コレクションから取り出した項目:

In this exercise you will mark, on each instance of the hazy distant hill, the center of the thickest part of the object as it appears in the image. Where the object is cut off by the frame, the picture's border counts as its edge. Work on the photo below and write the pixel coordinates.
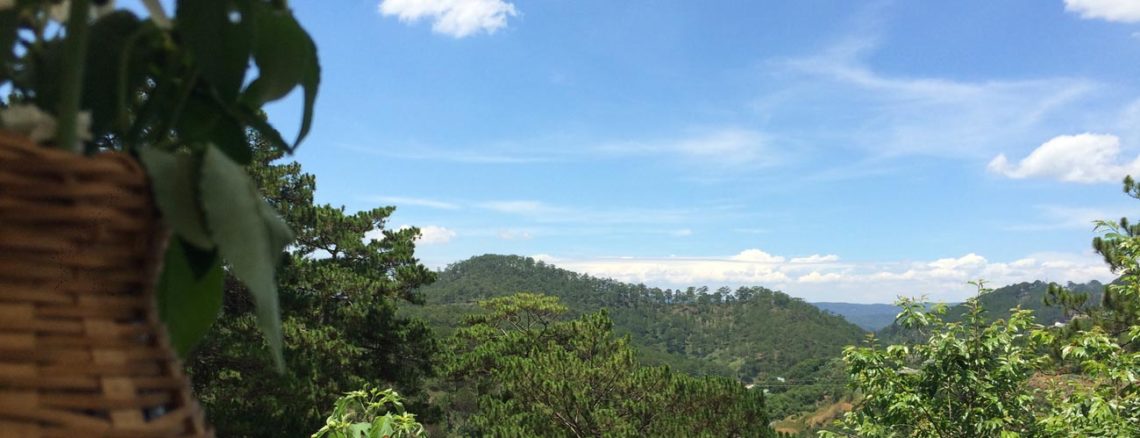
(751, 333)
(1028, 295)
(870, 317)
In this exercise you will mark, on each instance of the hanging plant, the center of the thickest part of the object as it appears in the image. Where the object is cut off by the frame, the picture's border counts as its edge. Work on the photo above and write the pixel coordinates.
(178, 95)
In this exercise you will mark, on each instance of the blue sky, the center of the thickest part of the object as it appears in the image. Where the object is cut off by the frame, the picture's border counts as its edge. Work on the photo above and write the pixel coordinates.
(833, 149)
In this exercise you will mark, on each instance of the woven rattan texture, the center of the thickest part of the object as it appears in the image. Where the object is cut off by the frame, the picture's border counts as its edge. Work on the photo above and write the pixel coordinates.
(82, 353)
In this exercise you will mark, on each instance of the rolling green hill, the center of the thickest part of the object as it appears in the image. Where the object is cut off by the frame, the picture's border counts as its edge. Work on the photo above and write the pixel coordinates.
(870, 317)
(757, 335)
(999, 302)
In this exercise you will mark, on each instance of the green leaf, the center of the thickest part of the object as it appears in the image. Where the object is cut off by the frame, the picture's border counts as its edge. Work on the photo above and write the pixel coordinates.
(206, 120)
(282, 50)
(173, 179)
(188, 303)
(218, 33)
(286, 57)
(9, 21)
(250, 235)
(108, 71)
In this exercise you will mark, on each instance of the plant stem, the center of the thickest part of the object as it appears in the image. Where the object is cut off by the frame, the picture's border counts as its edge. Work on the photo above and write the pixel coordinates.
(71, 79)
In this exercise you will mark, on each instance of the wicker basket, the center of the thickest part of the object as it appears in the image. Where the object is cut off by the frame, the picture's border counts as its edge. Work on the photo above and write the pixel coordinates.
(82, 351)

目的: 上のデータをすべて、一字一句変えずにそのまま書き出してもらえますか。画像は省いてください。

出力全文:
In this exercise you will mark, on each instance of the hazy distant hill, the center of the thickest part of the object as it appears in the image. Where the object is cut off by the frame, the picture's border counts as its edge. Work on the photo below and write the pixel coordinates.
(751, 333)
(1028, 295)
(870, 317)
In this exercise you will mark, on each instance of the hanging plant, the center of the thickest part of the object as it appears in the image. Where the object is cut off by the frame, the picture's border counts as its edge. Work on the photo above and write the pixel coordinates.
(178, 95)
In this exercise you will mark, on each instance of the blue sky, the center of the thickest part of the object as it appears in the image. Where the object is cut off by the frame, the picture's border counts as its edge. Work on the photo above and write the pixel coordinates.
(833, 149)
In this exercise you will mark, on each instance of the woven rattan texture, the center of the thickest part of the object as it appears in the image. Where the object is cut off by the frame, the picture's border counts as its edge. Work on the photo above and write the pixel coordinates.
(82, 353)
In this exercise you will mark, on each instance of the rolling green hill, the center of the thickest part of the object as it appears in the image. Where the object is cut off by the frame, the picture's border counts as its edge. Work on the photo above and write the pixel coordinates.
(870, 317)
(757, 335)
(999, 302)
In this exercise you will mark, on each instance of the green leaf, the center of the thickest part of the object as it appears in the image. Where the object is cut off by the frame, the picture's border counts as its edge. Work on the photo above and write the pixel coordinates.
(206, 120)
(282, 50)
(173, 179)
(188, 303)
(218, 33)
(286, 57)
(9, 21)
(250, 235)
(108, 71)
In this exercise you will mark, on each instance of the plant stem, the center of the thickest part of the object as it appears in the image. Where the object is cut off by the frame, the picture's border counts as its edge. Work on the photo above and write the pixel coordinates.
(71, 79)
In this exercise you will mark, on each instance of the wicker basket, the center of the thickest part of the object as it appears in the image. Where the object is cut off by the frame, the picture's border counts as its edge. Work on the photo above and write the pixel coordinates.
(82, 351)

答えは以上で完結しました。